RECORDS FOR THE EXERCISE ->
# # # #

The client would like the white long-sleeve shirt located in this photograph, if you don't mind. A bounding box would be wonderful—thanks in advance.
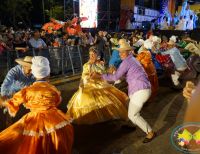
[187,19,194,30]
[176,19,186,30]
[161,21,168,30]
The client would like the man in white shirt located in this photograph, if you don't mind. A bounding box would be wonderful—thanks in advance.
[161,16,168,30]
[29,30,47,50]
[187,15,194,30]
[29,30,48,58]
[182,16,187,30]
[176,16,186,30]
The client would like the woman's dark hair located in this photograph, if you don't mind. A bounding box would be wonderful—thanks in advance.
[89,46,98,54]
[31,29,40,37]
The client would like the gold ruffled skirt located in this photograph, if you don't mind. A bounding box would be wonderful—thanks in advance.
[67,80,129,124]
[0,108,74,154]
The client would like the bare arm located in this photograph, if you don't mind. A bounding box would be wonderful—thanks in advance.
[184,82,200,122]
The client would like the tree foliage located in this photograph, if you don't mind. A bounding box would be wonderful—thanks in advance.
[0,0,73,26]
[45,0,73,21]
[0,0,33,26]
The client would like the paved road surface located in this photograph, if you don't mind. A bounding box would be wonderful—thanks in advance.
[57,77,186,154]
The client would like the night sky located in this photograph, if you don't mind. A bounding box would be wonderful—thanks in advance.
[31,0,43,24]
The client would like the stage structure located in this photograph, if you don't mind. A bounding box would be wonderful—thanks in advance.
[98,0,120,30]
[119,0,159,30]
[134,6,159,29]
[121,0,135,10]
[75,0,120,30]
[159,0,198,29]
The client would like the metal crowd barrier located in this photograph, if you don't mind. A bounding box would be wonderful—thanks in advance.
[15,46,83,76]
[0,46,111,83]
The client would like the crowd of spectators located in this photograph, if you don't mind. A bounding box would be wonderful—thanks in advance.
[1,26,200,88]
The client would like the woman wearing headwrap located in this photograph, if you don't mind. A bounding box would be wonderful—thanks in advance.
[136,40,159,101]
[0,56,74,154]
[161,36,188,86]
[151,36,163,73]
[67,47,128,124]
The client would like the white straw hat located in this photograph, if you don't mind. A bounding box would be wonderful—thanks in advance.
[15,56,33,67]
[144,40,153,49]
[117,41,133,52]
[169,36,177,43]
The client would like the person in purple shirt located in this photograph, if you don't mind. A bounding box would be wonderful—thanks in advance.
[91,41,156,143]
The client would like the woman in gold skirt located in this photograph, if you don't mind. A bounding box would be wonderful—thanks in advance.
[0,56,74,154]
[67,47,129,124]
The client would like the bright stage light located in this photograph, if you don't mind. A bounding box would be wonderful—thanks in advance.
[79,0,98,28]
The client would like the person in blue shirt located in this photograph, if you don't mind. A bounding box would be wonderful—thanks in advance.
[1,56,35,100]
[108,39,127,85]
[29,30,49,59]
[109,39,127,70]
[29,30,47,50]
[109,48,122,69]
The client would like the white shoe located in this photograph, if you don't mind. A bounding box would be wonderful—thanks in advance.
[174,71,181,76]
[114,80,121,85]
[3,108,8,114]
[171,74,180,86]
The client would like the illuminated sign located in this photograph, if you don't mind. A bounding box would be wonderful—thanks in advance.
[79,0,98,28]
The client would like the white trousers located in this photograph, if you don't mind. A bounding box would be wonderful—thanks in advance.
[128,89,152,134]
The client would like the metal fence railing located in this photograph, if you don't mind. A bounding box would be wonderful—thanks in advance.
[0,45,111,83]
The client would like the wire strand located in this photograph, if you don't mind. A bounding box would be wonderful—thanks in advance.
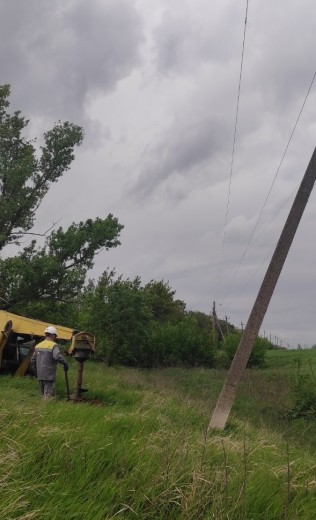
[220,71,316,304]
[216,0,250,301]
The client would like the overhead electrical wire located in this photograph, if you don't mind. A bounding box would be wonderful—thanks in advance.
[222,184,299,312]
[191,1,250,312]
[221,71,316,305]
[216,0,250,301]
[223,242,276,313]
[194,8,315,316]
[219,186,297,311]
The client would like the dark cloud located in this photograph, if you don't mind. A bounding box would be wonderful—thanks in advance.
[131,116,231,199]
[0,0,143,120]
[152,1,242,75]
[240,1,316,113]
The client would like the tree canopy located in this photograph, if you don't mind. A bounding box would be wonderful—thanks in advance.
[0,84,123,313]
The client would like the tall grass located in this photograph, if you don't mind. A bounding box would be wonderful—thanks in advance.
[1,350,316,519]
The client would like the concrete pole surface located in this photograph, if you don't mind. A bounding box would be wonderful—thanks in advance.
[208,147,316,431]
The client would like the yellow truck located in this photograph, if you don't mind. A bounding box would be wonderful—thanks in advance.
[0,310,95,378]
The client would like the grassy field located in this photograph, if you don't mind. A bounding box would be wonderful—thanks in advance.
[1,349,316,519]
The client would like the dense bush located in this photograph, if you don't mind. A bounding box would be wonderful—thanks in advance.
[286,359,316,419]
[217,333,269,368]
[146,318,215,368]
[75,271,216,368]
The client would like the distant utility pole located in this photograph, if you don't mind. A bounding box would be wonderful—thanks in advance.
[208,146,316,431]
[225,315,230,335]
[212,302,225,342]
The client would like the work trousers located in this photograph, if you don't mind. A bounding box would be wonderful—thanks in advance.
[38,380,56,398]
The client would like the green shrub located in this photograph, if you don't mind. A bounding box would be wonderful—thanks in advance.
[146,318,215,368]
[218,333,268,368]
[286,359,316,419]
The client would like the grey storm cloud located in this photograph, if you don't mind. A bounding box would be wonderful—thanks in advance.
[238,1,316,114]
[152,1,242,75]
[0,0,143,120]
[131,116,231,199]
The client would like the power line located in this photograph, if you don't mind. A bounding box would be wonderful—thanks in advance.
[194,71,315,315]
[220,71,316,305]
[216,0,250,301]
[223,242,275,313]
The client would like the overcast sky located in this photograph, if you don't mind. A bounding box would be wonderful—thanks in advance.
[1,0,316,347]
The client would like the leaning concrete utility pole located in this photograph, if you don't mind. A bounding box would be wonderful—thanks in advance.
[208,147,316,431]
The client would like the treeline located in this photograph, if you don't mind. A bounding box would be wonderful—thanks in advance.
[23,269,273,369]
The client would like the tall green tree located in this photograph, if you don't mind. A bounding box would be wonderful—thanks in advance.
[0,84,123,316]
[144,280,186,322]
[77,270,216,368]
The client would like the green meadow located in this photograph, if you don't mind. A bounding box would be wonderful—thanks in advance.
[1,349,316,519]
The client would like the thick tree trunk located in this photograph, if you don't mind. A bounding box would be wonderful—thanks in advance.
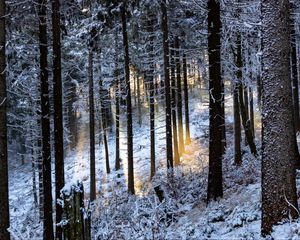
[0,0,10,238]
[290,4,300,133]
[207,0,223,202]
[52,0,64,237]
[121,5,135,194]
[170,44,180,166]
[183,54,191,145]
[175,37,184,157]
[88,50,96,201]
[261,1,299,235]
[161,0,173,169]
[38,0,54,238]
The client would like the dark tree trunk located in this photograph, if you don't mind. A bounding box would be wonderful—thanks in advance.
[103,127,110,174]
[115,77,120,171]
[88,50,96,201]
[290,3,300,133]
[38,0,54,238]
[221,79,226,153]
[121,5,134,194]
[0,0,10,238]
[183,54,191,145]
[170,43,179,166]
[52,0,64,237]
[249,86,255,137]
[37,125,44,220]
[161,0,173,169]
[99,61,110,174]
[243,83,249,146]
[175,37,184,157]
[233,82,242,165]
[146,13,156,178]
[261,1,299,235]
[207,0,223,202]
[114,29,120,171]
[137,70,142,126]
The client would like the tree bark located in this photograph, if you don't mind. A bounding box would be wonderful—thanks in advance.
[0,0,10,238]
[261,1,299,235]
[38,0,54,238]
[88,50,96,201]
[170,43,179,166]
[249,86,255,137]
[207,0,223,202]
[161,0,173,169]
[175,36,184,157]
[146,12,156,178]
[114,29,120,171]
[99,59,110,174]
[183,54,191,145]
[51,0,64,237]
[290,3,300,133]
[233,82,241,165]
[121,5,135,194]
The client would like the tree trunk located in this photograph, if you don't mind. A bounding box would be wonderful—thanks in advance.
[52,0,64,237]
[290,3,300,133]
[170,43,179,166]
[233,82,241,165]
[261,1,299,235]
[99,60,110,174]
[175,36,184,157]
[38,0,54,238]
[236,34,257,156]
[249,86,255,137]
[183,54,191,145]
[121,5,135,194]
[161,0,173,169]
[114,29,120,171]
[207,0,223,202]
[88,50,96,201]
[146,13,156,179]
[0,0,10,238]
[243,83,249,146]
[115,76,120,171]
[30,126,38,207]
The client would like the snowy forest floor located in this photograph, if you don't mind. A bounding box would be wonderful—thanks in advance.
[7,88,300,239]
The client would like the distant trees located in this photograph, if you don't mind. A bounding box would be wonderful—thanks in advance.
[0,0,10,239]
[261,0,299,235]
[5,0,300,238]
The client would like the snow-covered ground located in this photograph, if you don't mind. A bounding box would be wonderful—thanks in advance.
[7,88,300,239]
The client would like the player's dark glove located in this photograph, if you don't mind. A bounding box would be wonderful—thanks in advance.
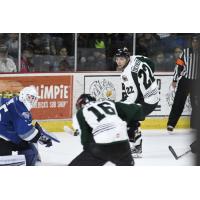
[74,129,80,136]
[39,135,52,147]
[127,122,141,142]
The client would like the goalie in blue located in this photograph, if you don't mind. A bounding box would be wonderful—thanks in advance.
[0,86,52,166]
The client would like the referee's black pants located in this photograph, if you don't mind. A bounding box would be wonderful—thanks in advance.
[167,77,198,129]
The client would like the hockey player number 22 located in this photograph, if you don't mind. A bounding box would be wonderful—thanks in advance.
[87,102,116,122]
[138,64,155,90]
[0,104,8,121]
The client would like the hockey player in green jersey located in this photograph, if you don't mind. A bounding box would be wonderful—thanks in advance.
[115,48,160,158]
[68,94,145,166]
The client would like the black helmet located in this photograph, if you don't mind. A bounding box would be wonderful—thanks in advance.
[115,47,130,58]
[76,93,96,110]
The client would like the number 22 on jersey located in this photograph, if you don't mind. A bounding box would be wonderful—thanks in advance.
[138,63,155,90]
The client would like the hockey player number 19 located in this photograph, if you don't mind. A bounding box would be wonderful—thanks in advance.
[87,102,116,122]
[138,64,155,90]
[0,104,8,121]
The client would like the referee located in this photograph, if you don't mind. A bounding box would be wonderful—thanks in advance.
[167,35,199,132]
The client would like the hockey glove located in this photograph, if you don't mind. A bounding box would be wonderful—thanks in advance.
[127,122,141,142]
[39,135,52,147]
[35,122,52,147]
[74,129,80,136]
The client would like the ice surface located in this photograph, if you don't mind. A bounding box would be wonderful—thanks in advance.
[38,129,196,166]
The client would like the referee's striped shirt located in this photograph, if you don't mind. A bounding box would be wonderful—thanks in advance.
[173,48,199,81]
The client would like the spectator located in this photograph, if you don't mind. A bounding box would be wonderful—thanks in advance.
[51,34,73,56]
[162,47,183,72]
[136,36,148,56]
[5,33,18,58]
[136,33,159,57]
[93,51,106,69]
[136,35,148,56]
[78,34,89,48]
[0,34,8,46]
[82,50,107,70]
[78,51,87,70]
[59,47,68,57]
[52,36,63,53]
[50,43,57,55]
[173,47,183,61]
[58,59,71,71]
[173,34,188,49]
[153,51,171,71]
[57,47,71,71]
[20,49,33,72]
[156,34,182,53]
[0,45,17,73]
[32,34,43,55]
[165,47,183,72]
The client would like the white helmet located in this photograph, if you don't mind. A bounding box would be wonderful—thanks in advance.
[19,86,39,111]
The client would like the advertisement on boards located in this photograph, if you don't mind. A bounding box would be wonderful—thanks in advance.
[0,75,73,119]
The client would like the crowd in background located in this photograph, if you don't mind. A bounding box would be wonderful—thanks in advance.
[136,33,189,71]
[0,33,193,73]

# # # #

WORK TO COMPLETE ->
Once you reach the line that contains "The client would like the crowd in", print it and every line after it exactly as written, stopping at the last line of the records and adding nothing.

TASK RESULT ->
The client would like the crowd in background located in this photograph, if you don't mind. A bounding box would be wonderful—thanks in advance.
[136,33,189,71]
[0,33,193,73]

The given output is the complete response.